● **Requirements**
Convert every line of the listing below into a JSON array of strings, one string per line, omitting blank lines and the picture.

** START OF Records shown **

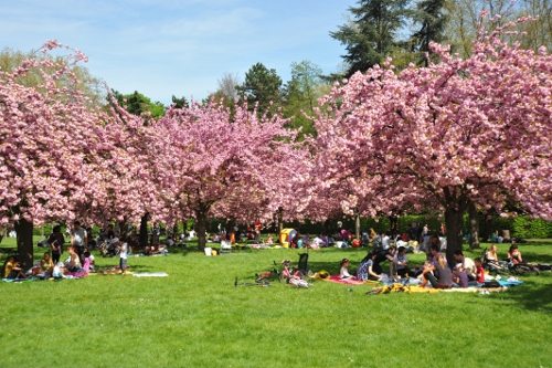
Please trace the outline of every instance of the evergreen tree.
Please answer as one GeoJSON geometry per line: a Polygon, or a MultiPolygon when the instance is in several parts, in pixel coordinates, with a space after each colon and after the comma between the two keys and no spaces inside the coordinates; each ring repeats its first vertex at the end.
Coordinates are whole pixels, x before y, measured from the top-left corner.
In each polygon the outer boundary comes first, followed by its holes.
{"type": "Polygon", "coordinates": [[[290,119],[291,128],[301,128],[299,138],[304,135],[315,135],[311,116],[322,95],[325,83],[322,70],[310,61],[291,63],[291,80],[284,88],[284,116],[290,119]]]}
{"type": "Polygon", "coordinates": [[[275,107],[279,105],[280,87],[282,78],[276,70],[268,70],[262,63],[256,63],[245,73],[244,83],[236,90],[251,109],[257,104],[257,112],[262,115],[274,113],[275,107]]]}
{"type": "Polygon", "coordinates": [[[347,76],[357,71],[364,72],[381,64],[385,56],[401,42],[397,31],[407,17],[410,0],[359,0],[358,7],[349,10],[352,22],[343,24],[330,35],[346,45],[343,59],[349,64],[347,76]]]}
{"type": "MultiPolygon", "coordinates": [[[[429,42],[442,42],[444,39],[447,14],[445,6],[447,0],[422,0],[416,4],[414,20],[420,29],[412,35],[414,51],[426,53],[429,42]]],[[[427,65],[425,55],[421,55],[427,65]]]]}

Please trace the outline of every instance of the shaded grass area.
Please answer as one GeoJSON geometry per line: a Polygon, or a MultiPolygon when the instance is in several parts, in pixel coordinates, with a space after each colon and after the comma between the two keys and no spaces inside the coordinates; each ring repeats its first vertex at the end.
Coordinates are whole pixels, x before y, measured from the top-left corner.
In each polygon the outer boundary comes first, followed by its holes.
{"type": "MultiPolygon", "coordinates": [[[[501,254],[506,245],[500,245],[501,254]]],[[[552,248],[521,245],[545,260],[552,248]]],[[[309,252],[309,266],[337,272],[365,250],[309,252]]],[[[40,251],[38,252],[40,254],[40,251]]],[[[136,272],[0,284],[1,367],[551,367],[550,273],[507,293],[389,294],[316,282],[296,290],[234,287],[297,250],[130,257],[136,272]]],[[[468,253],[468,254],[478,254],[468,253]]],[[[411,255],[415,263],[423,255],[411,255]]],[[[118,259],[97,257],[103,266],[118,259]]],[[[541,261],[539,261],[541,262],[541,261]]]]}

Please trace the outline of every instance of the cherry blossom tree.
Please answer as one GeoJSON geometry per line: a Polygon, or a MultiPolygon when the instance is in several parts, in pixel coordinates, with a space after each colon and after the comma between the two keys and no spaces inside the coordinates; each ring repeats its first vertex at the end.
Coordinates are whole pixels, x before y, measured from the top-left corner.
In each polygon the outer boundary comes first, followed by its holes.
{"type": "Polygon", "coordinates": [[[78,88],[73,66],[86,56],[71,50],[65,57],[24,60],[0,72],[0,225],[14,225],[21,262],[32,264],[33,223],[72,220],[75,204],[94,197],[89,165],[100,144],[105,114],[78,88]],[[29,74],[38,82],[22,81],[29,74]]]}
{"type": "Polygon", "coordinates": [[[156,125],[164,137],[158,149],[166,207],[172,215],[195,218],[200,248],[210,217],[272,219],[307,179],[308,154],[285,123],[278,115],[259,118],[246,106],[231,113],[211,103],[170,109],[156,125]]]}
{"type": "Polygon", "coordinates": [[[325,196],[369,215],[444,210],[449,261],[470,202],[551,219],[552,56],[502,41],[512,25],[481,30],[469,59],[433,44],[427,67],[388,61],[336,85],[316,124],[325,196]]]}

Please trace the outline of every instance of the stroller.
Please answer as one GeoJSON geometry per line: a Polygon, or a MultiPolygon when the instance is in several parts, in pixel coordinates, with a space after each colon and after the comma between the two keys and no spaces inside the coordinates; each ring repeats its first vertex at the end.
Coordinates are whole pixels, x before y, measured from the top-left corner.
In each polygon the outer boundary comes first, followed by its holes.
{"type": "Polygon", "coordinates": [[[112,240],[104,240],[98,245],[99,253],[102,256],[115,256],[119,254],[119,240],[114,238],[112,240]]]}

** END OF Records shown **

● **Solution to this problem**
[
  "Please trace the outline of every instance of the evergreen tree.",
  "Please answer as one GeoJSON geometry per line: a Polygon, or a MultiPolygon when the instance is in several parts, in pixel coordinates, with a space after each colon and after the comma between the two keys and no spaces inside the coordinates; each ring repeats its first vertex at the end.",
  "Coordinates are whole pixels, x before y, measured from the top-left corner.",
  "In each polygon the outer boundary comes first, followed by its holes.",
  "{\"type\": \"Polygon\", \"coordinates\": [[[290,119],[291,128],[301,128],[299,138],[304,135],[315,135],[311,116],[322,95],[325,83],[322,70],[310,61],[291,63],[291,80],[284,88],[284,116],[290,119]]]}",
  "{\"type\": \"Polygon\", \"coordinates\": [[[275,107],[279,105],[280,87],[282,78],[276,70],[268,70],[262,63],[256,63],[245,73],[244,83],[236,90],[251,109],[257,104],[257,112],[262,115],[274,113],[275,107]]]}",
  "{\"type\": \"Polygon\", \"coordinates\": [[[347,76],[357,71],[364,72],[381,64],[385,56],[401,42],[397,31],[407,17],[410,0],[359,0],[358,7],[349,10],[352,22],[343,24],[330,35],[346,45],[343,59],[349,64],[347,76]]]}",
  "{\"type\": \"MultiPolygon\", \"coordinates\": [[[[429,42],[442,42],[444,39],[447,14],[445,6],[447,0],[422,0],[416,4],[414,20],[420,29],[412,35],[414,51],[426,53],[429,42]]],[[[427,65],[425,55],[421,55],[427,65]]]]}",
  "Please trace the outline of every instance of the shaded grass area.",
  "Please answer as one GeoJSON geometry per line: a Polygon, or a MultiPolygon when the instance is in several parts, in pixel coordinates, with a space after each colon and after the comma between the two keys and no spaces inside the coordinates; each ring repeats its first vertex at the end.",
  "Coordinates are whole pixels, x before y, measured from the top-left corner.",
  "In each polygon the outer boundary comes first, followed by its holes.",
  "{\"type\": \"MultiPolygon\", \"coordinates\": [[[[501,254],[506,245],[500,245],[501,254]]],[[[552,248],[521,245],[545,260],[552,248]]],[[[309,252],[309,266],[337,272],[365,250],[309,252]]],[[[40,251],[38,252],[40,254],[40,251]]],[[[136,272],[0,284],[1,367],[551,367],[550,273],[507,293],[389,294],[316,282],[296,290],[234,287],[297,250],[130,257],[136,272]]],[[[468,253],[468,254],[478,254],[468,253]]],[[[411,255],[415,263],[423,255],[411,255]]],[[[118,259],[97,257],[103,266],[118,259]]],[[[541,261],[539,261],[541,262],[541,261]]]]}",
  "Please trace the outline of every instance of the cherry blossom tree.",
  "Please answer as one GeoJSON geometry per line: a Polygon, or a MultiPolygon when the instance is in several parts, in pixel coordinates, with a space after each colon and after the comma between the two keys and no spaces inside the coordinates; each ring repeats its first vertex at the end.",
  "Coordinates are whole pixels, x before y, measured from the top-left corner.",
  "In each polygon the outer boundary comes first, followed by its holes.",
  "{\"type\": \"Polygon\", \"coordinates\": [[[78,88],[73,66],[86,56],[71,50],[65,57],[24,60],[0,72],[0,225],[14,225],[21,262],[32,264],[33,223],[72,220],[75,204],[94,197],[89,165],[100,144],[105,114],[78,88]],[[29,74],[38,82],[22,81],[29,74]]]}",
  "{\"type\": \"Polygon\", \"coordinates\": [[[156,125],[164,137],[158,149],[166,207],[172,215],[195,218],[200,248],[210,217],[272,219],[307,179],[308,154],[285,123],[278,115],[259,118],[246,106],[231,113],[211,103],[170,109],[156,125]]]}",
  "{\"type\": \"Polygon\", \"coordinates\": [[[325,196],[369,215],[444,210],[449,261],[470,202],[551,219],[552,56],[502,41],[512,25],[481,30],[469,59],[433,44],[427,67],[388,61],[336,85],[316,124],[325,196]]]}",
  "Please trace the outline of every instance of the stroller.",
  "Please answer as one GeoJSON geometry per line: a Polygon, or a MultiPolygon when the instance is in several parts, in pixel coordinates, with a space after each colon and after the comma between the two keys and no spaces inside the coordinates; each ring repeats its first vertex at the end.",
  "Coordinates are whole pixels, x before y, measured from the top-left corner.",
  "In each polygon the outer boundary comes first, followed by its holes.",
  "{\"type\": \"Polygon\", \"coordinates\": [[[112,240],[104,240],[98,245],[99,253],[102,256],[115,256],[119,254],[119,240],[114,238],[112,240]]]}"
]